(Dataset entries)
--- Begin ---

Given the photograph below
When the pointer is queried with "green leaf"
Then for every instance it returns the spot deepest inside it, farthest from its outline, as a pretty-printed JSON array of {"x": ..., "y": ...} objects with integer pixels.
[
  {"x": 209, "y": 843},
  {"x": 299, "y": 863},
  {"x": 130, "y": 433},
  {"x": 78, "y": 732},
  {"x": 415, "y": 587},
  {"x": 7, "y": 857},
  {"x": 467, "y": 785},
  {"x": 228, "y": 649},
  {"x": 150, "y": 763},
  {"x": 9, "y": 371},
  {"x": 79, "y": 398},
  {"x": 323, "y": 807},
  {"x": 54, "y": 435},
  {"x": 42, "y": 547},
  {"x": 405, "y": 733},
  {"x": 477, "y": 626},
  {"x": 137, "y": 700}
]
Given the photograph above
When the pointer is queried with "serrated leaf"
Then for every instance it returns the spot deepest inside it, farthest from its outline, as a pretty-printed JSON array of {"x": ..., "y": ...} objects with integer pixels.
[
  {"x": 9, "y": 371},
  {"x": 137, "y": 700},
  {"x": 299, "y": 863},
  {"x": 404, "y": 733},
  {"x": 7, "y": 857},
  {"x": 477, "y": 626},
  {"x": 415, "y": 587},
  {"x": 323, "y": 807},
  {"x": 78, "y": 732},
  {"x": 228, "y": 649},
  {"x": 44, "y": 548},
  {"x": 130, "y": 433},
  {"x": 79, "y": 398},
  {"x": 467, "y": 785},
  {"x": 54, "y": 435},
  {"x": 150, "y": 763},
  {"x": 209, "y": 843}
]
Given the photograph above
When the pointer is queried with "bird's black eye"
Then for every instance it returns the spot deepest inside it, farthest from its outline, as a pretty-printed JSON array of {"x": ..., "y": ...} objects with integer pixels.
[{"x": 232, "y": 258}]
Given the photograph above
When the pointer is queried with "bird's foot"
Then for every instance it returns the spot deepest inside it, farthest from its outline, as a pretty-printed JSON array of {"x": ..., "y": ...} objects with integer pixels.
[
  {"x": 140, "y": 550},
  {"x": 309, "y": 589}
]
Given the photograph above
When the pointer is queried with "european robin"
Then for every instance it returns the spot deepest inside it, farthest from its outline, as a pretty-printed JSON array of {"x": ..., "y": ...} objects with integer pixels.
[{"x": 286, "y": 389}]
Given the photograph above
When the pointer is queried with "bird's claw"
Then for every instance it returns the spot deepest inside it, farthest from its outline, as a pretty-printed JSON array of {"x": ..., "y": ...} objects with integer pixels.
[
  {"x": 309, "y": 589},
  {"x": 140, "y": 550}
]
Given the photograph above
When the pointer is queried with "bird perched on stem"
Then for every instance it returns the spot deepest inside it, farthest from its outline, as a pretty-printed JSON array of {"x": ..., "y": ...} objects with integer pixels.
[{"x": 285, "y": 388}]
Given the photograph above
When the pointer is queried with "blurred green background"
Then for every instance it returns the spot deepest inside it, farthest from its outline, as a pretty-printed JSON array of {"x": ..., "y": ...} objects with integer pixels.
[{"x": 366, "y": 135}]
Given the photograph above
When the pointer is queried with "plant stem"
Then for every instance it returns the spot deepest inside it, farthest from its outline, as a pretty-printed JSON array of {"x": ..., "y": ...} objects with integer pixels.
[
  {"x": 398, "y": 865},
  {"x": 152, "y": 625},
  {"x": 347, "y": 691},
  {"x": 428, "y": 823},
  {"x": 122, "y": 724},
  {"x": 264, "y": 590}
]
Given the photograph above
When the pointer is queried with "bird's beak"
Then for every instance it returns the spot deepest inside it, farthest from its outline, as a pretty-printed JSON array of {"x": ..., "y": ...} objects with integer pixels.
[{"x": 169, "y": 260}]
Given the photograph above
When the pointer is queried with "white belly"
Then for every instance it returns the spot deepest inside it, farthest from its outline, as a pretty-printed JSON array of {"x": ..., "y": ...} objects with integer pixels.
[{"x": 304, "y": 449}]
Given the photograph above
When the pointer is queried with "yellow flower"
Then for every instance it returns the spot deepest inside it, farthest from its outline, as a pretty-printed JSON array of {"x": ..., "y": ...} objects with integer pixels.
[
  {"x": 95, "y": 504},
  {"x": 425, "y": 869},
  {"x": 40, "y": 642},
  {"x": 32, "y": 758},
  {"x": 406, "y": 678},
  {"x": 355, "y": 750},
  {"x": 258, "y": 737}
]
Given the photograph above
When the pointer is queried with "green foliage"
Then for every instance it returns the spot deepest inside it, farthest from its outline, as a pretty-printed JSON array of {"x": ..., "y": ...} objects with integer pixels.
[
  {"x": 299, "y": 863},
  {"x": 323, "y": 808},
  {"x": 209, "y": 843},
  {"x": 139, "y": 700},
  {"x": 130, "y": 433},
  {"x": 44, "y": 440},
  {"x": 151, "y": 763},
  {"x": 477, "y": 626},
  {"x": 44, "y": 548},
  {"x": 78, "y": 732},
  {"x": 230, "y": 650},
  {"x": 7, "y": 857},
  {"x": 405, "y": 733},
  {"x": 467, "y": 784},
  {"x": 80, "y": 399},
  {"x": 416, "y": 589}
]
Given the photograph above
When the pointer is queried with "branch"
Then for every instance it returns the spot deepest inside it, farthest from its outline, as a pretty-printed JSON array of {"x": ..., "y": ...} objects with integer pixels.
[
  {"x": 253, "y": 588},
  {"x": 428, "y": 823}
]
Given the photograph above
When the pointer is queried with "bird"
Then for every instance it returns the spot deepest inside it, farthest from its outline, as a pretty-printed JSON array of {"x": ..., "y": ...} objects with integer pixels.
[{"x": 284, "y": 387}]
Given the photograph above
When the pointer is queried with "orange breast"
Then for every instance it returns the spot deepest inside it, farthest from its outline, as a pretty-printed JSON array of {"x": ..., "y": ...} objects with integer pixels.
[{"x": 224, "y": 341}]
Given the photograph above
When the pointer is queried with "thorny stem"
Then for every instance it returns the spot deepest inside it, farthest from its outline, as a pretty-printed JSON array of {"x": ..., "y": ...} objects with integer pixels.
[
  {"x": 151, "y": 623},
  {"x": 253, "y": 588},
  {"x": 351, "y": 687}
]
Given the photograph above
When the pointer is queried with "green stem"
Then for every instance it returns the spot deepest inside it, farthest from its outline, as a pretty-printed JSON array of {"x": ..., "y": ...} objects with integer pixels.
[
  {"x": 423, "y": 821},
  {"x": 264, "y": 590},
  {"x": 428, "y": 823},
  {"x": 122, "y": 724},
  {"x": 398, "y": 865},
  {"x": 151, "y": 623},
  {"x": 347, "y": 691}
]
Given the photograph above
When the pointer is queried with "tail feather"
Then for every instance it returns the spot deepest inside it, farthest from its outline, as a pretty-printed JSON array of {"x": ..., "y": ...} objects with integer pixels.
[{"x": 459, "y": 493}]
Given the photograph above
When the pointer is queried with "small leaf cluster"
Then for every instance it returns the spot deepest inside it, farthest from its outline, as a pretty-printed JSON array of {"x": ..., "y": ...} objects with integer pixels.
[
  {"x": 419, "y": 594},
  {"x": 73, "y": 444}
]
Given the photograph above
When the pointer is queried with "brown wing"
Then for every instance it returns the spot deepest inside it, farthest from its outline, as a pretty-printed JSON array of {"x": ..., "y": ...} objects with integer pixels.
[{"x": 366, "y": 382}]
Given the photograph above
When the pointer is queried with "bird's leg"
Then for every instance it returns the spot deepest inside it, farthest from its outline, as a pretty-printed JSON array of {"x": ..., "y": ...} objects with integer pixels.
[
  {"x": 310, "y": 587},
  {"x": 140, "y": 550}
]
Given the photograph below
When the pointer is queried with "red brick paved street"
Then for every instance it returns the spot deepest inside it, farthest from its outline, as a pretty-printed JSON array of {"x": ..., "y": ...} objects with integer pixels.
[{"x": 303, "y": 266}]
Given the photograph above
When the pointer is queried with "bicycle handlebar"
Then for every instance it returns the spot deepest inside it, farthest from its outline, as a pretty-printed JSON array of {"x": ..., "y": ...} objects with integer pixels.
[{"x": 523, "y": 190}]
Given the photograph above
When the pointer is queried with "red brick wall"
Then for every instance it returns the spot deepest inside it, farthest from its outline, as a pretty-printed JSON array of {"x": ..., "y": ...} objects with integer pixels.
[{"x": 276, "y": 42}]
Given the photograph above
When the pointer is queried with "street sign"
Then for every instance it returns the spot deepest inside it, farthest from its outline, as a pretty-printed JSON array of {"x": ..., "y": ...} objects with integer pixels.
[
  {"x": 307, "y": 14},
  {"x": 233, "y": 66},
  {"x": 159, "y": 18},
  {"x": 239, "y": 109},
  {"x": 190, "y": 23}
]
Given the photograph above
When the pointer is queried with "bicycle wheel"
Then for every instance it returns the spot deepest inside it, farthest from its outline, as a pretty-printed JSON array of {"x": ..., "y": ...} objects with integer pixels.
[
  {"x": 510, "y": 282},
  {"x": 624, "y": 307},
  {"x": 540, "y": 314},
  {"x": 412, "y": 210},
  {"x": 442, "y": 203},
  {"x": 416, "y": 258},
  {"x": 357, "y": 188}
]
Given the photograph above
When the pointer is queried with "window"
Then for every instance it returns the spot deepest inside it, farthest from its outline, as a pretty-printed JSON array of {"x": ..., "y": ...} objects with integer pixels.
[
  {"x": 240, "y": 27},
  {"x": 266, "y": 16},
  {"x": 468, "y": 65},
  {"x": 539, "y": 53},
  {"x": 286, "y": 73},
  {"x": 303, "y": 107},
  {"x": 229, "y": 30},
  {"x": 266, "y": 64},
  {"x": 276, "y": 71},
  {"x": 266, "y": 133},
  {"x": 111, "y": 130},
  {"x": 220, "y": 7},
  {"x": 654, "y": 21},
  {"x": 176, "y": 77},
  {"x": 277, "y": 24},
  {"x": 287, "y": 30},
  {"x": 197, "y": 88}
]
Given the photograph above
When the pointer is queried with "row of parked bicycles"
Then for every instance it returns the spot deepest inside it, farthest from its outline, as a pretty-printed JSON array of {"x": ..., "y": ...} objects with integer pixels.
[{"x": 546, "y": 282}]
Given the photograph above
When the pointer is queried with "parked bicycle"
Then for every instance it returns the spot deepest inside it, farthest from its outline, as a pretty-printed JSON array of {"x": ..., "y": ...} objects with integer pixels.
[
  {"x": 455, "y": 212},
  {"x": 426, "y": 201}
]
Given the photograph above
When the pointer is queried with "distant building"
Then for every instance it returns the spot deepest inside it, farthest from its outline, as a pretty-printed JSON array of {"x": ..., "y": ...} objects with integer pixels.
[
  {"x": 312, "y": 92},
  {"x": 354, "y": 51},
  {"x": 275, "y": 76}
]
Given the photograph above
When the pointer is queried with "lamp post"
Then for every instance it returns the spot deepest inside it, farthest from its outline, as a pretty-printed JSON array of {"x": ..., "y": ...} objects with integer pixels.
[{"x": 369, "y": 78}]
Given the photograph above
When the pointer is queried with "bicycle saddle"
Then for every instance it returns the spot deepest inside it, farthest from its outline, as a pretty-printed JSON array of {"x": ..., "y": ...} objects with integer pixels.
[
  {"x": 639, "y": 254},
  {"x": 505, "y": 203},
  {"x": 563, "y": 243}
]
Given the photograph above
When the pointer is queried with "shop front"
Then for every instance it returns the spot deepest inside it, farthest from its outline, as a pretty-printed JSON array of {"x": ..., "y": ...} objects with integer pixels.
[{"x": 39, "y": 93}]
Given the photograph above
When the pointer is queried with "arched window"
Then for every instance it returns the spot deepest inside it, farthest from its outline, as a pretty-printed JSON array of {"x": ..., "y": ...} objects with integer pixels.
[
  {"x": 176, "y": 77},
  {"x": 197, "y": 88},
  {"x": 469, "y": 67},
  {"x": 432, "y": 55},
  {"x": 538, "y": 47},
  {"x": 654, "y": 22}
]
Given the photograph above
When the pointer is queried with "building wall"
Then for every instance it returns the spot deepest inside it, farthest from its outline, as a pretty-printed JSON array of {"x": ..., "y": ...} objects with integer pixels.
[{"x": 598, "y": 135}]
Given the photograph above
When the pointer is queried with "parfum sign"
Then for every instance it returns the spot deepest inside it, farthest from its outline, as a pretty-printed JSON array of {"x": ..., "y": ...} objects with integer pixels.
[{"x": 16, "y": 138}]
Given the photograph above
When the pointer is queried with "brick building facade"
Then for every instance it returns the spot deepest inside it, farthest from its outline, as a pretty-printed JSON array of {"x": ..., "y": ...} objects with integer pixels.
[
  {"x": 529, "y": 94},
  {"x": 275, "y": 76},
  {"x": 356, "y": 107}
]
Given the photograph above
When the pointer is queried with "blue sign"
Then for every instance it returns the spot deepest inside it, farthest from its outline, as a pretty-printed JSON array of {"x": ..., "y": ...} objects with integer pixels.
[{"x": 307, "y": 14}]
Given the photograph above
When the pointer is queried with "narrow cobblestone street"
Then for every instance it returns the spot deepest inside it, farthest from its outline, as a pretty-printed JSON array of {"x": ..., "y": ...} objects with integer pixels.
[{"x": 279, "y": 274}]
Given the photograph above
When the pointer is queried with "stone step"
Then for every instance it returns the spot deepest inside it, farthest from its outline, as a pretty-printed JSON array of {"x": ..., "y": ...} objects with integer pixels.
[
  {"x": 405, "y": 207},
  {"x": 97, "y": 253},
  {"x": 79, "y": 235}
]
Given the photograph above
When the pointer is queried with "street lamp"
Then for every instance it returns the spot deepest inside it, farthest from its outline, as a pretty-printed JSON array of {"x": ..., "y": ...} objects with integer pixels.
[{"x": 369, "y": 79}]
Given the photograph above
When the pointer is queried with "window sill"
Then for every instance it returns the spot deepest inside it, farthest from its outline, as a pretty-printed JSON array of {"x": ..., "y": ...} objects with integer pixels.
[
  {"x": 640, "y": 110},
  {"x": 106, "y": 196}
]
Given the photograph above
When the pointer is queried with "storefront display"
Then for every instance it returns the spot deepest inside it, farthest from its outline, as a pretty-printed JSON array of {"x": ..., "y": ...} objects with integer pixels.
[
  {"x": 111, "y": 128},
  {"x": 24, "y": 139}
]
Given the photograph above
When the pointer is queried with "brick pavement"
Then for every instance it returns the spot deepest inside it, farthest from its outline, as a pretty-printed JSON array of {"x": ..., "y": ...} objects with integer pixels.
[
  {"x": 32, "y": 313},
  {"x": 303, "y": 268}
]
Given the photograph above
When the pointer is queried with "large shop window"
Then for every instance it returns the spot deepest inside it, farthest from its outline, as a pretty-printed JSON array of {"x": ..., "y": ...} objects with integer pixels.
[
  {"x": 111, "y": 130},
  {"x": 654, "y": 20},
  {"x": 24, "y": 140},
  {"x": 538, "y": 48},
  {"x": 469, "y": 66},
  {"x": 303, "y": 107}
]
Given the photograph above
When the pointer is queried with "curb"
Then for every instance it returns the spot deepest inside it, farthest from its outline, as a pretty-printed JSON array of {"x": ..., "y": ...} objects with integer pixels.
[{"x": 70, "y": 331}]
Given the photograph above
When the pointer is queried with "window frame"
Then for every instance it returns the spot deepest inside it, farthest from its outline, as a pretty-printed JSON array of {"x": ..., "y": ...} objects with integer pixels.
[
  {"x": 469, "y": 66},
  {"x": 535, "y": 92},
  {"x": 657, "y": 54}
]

--- End ---

Please state how many of the lines above contain the string "green", with case counting, and give only that number.

4